§ EXERCISE TASK: Rewrite the records from the line with "Identify any visible green tree." to the line with "295;147;400;176", both included, keeping every request line as it is. In the answers, multiply each bounding-box coordinate by 2.35 and round it to a whole number, with halves rounded up.

§ RAW RECORDS:
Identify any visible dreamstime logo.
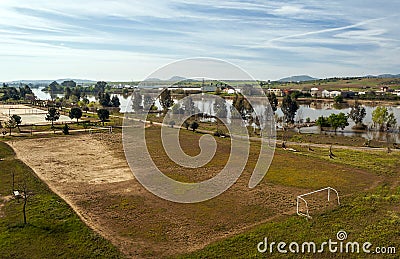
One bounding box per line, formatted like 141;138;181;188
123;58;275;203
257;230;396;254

* * *

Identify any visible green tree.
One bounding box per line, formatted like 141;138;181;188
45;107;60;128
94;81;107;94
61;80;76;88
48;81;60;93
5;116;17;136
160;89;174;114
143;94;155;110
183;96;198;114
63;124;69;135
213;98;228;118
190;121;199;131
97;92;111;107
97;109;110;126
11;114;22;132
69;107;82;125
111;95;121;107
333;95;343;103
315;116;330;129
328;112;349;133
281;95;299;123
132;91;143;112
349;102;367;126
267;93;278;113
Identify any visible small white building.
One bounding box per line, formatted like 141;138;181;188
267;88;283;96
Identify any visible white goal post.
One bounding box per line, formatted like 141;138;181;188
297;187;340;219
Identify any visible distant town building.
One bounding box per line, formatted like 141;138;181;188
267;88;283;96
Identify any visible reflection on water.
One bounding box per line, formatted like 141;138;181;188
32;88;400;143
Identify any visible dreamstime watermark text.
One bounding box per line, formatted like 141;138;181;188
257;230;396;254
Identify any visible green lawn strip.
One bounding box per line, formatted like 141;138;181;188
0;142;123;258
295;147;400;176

§ SOLUTION:
Identify any visible green tree.
One bounding box per line, formatted like 141;138;181;188
106;251;141;301
221;190;251;221
143;188;179;207
113;190;141;219
12;273;40;320
376;209;409;268
336;221;364;259
430;226;465;268
148;291;162;317
501;230;536;277
447;284;468;308
228;216;261;251
228;256;259;296
26;268;52;310
162;251;193;294
261;223;284;251
783;223;806;242
740;273;776;303
771;263;820;313
660;223;703;289
310;214;336;263
820;240;862;296
627;219;653;266
Identify any visible small white building.
One bounding box per line, formatted like 141;138;181;188
627;207;665;226
Identify any visible white goal post.
One bounding box per line, formatted like 141;138;181;188
698;439;799;515
Identify any visible distant town building.
One bounding box per line, formatted like 141;138;181;188
627;207;665;226
Identify any visible reflection on water.
One bounding box per line, formatted like 141;138;181;188
75;207;940;336
Identify any visible dreamstime watermark text.
One bounding box per line, formatted like 141;138;181;188
604;541;931;597
Identify any visible green lawn strip.
One bounding box per line, formatted like 141;138;181;188
0;334;289;606
693;345;940;414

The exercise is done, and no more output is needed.